Electronically transferring data from a server in a foreign country to Google’s data center in California does not amount to a "seizure" because there is no meaningful interference with the account holder’s possessory interest in the user data. … Such transfers do not interfere with the customer’s access or possessory interest in the user data.

Wait a sec. Did a District Court judge in Eastern Pennsylvania (where I live) just come out and essentially say, as a key part of an official ruling, that copying is not theft because making a copy doesn’t interfere with the owner’s use of the original?

The wide-ranging implications are staggering!

Anonymous Anonymous Coward (profile) says:

Re: Re:

Isn’t there a difference between copying and moving? I think I understand that a ‘copy’ may be made in RAM during the move process, but it is fleeting. Isn’t it?

A better question might be made about when. Did the move take place before or after notice of a subpoena? Another might be, is Google purposefully storing email in a country other than recipients/creators places of residence, in order to prevent government snooping? This might or might not be to Google’s advantage as it would (in the long run) teach governments to not try to get at email.

Vidiot (profile) says:

Re: Re: Re:

The semantics around this are staggering… is simple concatenation of fragmented (separately stored) parts “copying”? And when “seizure” is considered a poisoned term, start using “disclosed” and avoid the fuss… I can’t imagine all or even many of the terms bandied about actually have any standing in these contexts.

Tanner Andrews (profile) says:

Re: Re: Re:

Isn’t there a difference between copying and moving? I think I understand that a ‘copy’ may be made in RAM during the move process, but it is fleeting. Isn’t it?

Doesn’t matter. MAI Systems v. Peak Computer, 991 F.2d 511 (US 9th Cir. 1993). Admittedly the court got it embarrassingly wrong, but that happens and you get to live with it.

(and who came up with the dumb idea to use this “use markdown” cruft anyway?)

Arthur Moore (profile) says:

Re: Filing Cabinets

The best way to think about this is if Microsoft and Google were letter carriers that store copies in filing cabinets.

+--

### PROBLEM A
From the comment thread on the data-transfer ruling, extract the part that opens with the words "Anonymous Anonymous Coward" and closes with "get at email.".

+--

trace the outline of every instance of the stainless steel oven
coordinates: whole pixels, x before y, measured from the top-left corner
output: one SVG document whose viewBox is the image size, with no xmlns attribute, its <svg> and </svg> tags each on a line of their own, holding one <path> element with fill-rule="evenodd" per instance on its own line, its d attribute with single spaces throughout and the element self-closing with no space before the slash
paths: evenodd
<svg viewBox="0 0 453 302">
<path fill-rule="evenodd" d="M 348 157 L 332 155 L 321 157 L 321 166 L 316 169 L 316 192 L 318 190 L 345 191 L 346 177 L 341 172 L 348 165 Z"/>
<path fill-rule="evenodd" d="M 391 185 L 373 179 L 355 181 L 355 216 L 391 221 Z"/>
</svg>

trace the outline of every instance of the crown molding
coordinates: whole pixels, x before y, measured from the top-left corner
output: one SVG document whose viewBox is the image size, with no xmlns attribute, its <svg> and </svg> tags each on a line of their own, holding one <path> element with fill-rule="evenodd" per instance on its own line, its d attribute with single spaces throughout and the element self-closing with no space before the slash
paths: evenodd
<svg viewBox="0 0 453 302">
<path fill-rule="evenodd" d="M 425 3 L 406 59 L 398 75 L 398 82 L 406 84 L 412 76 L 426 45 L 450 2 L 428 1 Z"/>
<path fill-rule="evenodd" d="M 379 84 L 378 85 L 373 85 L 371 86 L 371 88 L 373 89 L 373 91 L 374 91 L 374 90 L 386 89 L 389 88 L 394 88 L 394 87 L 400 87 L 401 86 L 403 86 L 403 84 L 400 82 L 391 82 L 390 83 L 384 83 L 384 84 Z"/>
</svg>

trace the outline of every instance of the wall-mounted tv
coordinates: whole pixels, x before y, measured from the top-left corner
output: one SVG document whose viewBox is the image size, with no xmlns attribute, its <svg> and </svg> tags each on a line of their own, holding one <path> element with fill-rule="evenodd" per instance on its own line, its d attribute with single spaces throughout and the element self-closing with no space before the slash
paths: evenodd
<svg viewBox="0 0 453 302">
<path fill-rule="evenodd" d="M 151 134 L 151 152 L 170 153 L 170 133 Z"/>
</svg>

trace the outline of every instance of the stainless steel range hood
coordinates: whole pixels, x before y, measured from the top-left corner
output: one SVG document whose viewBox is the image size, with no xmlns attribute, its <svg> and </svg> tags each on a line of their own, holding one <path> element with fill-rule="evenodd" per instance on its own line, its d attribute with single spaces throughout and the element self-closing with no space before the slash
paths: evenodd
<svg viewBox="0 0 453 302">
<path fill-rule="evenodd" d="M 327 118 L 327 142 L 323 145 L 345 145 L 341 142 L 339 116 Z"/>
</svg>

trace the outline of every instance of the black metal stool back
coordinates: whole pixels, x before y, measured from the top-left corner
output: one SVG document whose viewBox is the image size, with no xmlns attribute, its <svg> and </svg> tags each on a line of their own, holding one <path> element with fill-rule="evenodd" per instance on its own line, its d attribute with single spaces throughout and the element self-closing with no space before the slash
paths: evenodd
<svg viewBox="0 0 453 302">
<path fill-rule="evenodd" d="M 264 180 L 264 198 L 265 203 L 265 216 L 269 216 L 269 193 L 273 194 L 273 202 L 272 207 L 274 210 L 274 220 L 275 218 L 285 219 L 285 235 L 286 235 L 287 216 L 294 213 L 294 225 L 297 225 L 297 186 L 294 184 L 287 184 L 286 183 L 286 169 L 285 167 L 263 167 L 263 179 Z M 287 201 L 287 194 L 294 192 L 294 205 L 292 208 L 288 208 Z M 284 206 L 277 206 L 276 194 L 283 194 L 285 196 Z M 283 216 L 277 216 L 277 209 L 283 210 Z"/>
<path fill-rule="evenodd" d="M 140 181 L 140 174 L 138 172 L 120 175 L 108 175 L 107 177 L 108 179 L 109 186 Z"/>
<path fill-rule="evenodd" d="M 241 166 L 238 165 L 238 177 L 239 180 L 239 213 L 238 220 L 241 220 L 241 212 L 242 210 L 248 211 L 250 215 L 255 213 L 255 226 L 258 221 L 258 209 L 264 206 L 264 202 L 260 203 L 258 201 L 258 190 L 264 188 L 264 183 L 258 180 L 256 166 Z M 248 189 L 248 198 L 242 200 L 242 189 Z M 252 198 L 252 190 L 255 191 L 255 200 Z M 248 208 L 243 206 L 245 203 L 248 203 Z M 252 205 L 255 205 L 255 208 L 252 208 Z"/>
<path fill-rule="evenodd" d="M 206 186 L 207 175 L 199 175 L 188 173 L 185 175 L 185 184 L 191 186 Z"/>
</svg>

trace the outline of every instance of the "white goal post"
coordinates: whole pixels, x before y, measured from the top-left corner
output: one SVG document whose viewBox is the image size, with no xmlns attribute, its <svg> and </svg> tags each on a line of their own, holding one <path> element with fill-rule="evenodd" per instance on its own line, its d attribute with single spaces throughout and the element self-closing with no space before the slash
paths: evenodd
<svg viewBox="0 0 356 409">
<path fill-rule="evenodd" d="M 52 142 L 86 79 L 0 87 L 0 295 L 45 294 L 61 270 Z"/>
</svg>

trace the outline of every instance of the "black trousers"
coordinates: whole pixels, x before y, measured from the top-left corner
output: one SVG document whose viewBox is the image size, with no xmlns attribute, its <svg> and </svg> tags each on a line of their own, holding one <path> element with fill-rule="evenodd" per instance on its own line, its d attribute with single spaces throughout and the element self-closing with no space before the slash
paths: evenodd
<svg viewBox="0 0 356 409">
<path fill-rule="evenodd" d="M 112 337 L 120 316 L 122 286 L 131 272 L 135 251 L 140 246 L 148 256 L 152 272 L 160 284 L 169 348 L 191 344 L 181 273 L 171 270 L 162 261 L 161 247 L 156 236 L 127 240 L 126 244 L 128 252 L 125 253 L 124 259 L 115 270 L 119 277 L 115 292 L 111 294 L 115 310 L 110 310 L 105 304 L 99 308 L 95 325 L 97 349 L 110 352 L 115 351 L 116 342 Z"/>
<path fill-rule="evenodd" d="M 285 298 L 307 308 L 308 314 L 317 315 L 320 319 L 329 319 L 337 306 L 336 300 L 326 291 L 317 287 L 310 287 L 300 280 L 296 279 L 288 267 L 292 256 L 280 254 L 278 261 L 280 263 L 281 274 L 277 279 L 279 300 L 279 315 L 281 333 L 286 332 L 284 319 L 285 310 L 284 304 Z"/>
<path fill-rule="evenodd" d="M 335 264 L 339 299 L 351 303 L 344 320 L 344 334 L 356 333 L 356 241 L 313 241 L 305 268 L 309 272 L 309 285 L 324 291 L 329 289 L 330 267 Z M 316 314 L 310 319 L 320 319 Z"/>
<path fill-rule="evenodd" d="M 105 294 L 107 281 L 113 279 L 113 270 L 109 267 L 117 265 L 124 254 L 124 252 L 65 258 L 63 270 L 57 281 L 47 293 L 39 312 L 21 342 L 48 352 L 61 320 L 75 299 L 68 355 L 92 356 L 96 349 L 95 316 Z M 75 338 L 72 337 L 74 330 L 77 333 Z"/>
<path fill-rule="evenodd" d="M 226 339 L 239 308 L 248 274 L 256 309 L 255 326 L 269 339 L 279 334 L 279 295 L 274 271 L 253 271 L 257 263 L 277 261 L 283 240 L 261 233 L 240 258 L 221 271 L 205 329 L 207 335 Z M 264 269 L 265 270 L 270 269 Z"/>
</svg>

+--

### PROBLEM B
Find every line in the entries that contains the string "steel" and copy each one. Case counts.

### WORKED ANSWER A
Anonymous Anonymous Coward (profile) says:

Re: Re:

Isn’t there a difference between copying and moving? I think I understand that a ‘copy’ may be made in RAM during the move process, but it is fleeting. Isn’t it?

A better question might be made about when. Did the move take place before or after notice of a subpoena? Another might be, is Google purposefully storing email in a country other than recipients/creators places of residence, in order to prevent government snooping? This might or might not be to Google’s advantage as it would (in the long run) teach governments to not try to get at email.

### WORKED ANSWER B
trace the outline of every instance of the stainless steel oven
trace the outline of every instance of the stainless steel range hood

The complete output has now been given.